- [RECORDS FOR THE EXERCISE]:

________

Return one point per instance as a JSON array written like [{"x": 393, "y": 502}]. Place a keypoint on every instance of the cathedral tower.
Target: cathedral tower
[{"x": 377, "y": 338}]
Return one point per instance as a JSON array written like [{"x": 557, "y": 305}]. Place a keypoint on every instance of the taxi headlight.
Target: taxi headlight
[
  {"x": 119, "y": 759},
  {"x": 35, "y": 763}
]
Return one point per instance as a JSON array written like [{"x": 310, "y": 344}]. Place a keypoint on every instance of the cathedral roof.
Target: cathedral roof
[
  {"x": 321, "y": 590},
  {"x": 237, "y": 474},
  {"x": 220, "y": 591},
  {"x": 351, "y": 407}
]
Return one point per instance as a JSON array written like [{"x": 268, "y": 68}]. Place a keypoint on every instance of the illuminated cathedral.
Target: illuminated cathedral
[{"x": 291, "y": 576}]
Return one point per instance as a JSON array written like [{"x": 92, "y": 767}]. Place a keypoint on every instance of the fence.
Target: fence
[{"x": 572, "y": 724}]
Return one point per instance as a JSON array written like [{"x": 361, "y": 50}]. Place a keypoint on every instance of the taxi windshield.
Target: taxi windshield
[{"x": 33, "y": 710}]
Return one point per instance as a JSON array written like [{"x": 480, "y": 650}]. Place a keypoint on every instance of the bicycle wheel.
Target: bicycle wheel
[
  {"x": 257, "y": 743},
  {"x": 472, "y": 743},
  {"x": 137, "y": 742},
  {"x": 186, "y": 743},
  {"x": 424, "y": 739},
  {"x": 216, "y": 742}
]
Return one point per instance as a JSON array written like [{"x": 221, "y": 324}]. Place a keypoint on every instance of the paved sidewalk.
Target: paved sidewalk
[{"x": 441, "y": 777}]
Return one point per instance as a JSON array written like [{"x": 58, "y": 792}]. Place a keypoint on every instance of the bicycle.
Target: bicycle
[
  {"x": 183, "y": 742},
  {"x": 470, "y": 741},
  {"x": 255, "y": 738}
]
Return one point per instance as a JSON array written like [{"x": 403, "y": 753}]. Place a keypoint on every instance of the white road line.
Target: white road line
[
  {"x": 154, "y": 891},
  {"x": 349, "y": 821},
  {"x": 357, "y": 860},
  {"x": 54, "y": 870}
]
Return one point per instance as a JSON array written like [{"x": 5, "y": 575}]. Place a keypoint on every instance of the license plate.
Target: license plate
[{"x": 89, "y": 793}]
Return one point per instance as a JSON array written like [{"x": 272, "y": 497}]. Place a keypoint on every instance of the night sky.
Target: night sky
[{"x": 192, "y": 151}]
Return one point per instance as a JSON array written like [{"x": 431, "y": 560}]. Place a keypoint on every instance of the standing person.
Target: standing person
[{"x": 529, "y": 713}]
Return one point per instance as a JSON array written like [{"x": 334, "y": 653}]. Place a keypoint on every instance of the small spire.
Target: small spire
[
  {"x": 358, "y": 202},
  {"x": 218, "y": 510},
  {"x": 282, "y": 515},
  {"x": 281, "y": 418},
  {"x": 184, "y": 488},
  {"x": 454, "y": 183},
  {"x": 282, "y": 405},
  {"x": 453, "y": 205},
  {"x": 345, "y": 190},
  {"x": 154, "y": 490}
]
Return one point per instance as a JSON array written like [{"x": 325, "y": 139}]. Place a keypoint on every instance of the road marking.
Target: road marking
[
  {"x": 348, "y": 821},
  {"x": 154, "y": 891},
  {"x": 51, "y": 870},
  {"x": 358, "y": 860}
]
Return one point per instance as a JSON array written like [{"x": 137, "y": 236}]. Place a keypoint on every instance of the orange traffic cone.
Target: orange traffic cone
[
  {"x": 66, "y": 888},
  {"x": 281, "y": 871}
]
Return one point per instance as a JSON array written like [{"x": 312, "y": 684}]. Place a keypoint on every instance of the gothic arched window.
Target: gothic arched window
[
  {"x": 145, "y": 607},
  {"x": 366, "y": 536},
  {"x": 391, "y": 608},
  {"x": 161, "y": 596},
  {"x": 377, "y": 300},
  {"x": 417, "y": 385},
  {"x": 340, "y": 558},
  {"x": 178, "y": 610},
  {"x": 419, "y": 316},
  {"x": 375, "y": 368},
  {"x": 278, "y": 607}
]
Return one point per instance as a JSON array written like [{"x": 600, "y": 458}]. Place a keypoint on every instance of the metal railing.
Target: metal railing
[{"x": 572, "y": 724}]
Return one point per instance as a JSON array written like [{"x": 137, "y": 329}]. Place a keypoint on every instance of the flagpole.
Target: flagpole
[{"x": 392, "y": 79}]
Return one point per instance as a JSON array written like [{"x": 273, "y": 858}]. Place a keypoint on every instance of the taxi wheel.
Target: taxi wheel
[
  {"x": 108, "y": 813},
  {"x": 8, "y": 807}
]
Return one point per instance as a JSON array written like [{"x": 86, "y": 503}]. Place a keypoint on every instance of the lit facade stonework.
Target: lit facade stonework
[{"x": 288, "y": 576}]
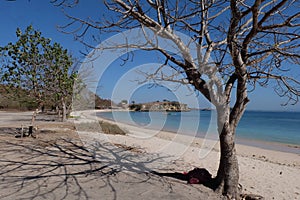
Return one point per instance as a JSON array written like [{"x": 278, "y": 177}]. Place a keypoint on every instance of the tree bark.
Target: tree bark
[
  {"x": 227, "y": 179},
  {"x": 64, "y": 109}
]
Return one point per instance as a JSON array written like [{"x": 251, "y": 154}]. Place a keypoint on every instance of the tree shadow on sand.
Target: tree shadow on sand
[{"x": 65, "y": 169}]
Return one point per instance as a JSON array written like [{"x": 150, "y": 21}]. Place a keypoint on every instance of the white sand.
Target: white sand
[{"x": 272, "y": 174}]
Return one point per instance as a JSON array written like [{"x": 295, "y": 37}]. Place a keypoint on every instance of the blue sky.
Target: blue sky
[{"x": 45, "y": 17}]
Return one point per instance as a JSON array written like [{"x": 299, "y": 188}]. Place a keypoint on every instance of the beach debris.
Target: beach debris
[
  {"x": 251, "y": 197},
  {"x": 26, "y": 132},
  {"x": 195, "y": 176}
]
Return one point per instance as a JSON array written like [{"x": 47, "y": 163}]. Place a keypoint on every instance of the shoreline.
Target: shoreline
[
  {"x": 272, "y": 174},
  {"x": 263, "y": 144}
]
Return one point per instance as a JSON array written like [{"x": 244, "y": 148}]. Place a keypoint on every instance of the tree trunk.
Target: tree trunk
[
  {"x": 227, "y": 178},
  {"x": 64, "y": 109},
  {"x": 228, "y": 172}
]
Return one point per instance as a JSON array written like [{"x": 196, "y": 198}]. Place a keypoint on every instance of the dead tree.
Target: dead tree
[{"x": 240, "y": 44}]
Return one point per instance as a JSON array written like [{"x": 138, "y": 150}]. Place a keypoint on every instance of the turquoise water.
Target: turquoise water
[{"x": 281, "y": 127}]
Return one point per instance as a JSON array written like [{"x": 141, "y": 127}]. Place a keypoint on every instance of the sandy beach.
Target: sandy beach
[{"x": 64, "y": 163}]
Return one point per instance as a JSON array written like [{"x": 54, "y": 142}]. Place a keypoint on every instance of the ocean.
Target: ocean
[{"x": 278, "y": 127}]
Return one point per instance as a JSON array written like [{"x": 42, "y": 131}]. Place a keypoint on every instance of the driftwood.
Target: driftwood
[{"x": 28, "y": 132}]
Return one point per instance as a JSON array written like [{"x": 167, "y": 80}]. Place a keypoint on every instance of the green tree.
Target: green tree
[{"x": 40, "y": 68}]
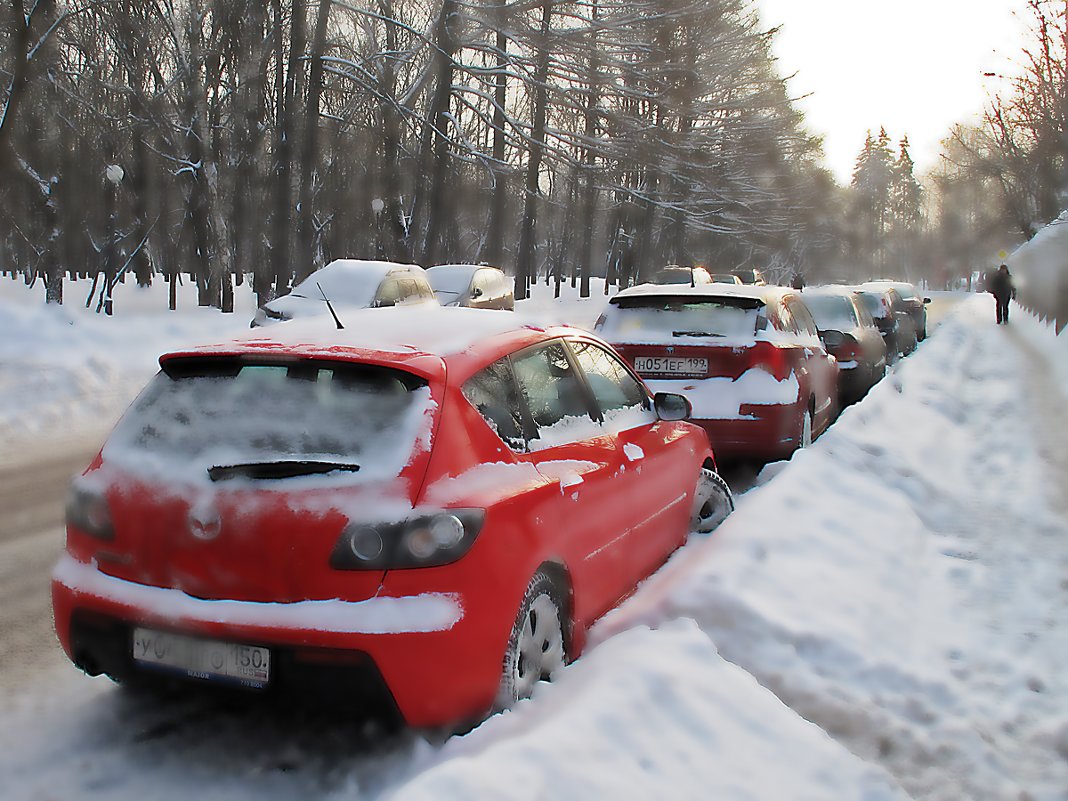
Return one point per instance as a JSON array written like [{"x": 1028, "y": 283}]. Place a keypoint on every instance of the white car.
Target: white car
[{"x": 350, "y": 283}]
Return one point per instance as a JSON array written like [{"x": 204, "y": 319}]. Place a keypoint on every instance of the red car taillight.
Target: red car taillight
[
  {"x": 87, "y": 511},
  {"x": 428, "y": 540},
  {"x": 765, "y": 356}
]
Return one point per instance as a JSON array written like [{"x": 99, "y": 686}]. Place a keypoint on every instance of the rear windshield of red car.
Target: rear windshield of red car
[
  {"x": 230, "y": 415},
  {"x": 653, "y": 318}
]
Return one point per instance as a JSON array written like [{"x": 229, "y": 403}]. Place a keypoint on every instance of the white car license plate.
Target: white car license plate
[
  {"x": 207, "y": 659},
  {"x": 671, "y": 365}
]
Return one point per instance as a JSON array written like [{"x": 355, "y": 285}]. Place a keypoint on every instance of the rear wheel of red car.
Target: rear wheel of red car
[
  {"x": 712, "y": 501},
  {"x": 536, "y": 646}
]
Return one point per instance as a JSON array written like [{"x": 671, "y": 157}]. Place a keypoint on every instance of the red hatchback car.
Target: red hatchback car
[
  {"x": 748, "y": 358},
  {"x": 430, "y": 506}
]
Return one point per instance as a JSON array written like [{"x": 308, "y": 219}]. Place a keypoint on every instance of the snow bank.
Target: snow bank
[{"x": 901, "y": 583}]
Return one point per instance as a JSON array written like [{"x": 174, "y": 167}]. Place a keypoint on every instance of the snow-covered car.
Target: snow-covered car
[
  {"x": 678, "y": 275},
  {"x": 748, "y": 358},
  {"x": 851, "y": 336},
  {"x": 726, "y": 278},
  {"x": 910, "y": 296},
  {"x": 349, "y": 283},
  {"x": 892, "y": 317},
  {"x": 473, "y": 285},
  {"x": 428, "y": 508}
]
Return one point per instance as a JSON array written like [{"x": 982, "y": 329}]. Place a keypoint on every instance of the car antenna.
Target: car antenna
[{"x": 330, "y": 307}]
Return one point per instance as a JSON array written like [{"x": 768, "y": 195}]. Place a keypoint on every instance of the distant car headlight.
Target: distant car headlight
[
  {"x": 87, "y": 511},
  {"x": 427, "y": 540}
]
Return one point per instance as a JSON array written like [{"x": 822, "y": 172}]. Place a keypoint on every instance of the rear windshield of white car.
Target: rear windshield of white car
[
  {"x": 448, "y": 281},
  {"x": 217, "y": 419},
  {"x": 654, "y": 318},
  {"x": 831, "y": 311},
  {"x": 350, "y": 287}
]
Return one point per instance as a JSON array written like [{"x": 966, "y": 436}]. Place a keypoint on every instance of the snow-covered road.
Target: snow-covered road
[{"x": 883, "y": 618}]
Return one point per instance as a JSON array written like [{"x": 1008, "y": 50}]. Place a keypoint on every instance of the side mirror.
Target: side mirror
[
  {"x": 670, "y": 406},
  {"x": 832, "y": 339}
]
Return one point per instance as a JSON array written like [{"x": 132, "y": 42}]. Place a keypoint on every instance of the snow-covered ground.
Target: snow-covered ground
[{"x": 883, "y": 617}]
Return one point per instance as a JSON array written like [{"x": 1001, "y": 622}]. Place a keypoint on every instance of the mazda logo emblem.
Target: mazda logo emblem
[{"x": 204, "y": 521}]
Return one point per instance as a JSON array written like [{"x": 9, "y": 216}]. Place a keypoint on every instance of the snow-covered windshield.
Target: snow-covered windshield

________

All that should be written out is the stretch of lines above between the one holding "the dead tree." and the one holding "the green tree.", inclusive, exactly as given.

Return one point per instance as a JSON array written like [{"x": 196, "y": 198}]. Place a keypoint on every instance of the dead tree.
Target: dead tree
[{"x": 240, "y": 44}]
Return one point per instance as a JSON array written like [{"x": 138, "y": 150}]. Place a keypoint on every instance of the turquoise water.
Target: turquoise water
[{"x": 281, "y": 127}]
Return one point per instance as a JSON array written like [{"x": 141, "y": 127}]. Place a keypoint on every instance of the sandy beach.
Target: sandy beach
[{"x": 64, "y": 163}]
Return one point per instance as a JSON array written like [{"x": 54, "y": 142}]. Place a keypoint on every instance of the ocean.
Target: ocean
[{"x": 278, "y": 127}]
Return one point per instance as a JSON array written like [{"x": 42, "y": 131}]. Place a keypoint on every instance of the driftwood.
Target: driftwood
[{"x": 28, "y": 132}]
Return one point per instance as a JSON array written like [{"x": 167, "y": 80}]. Place a keypoint on every instance of the green tree.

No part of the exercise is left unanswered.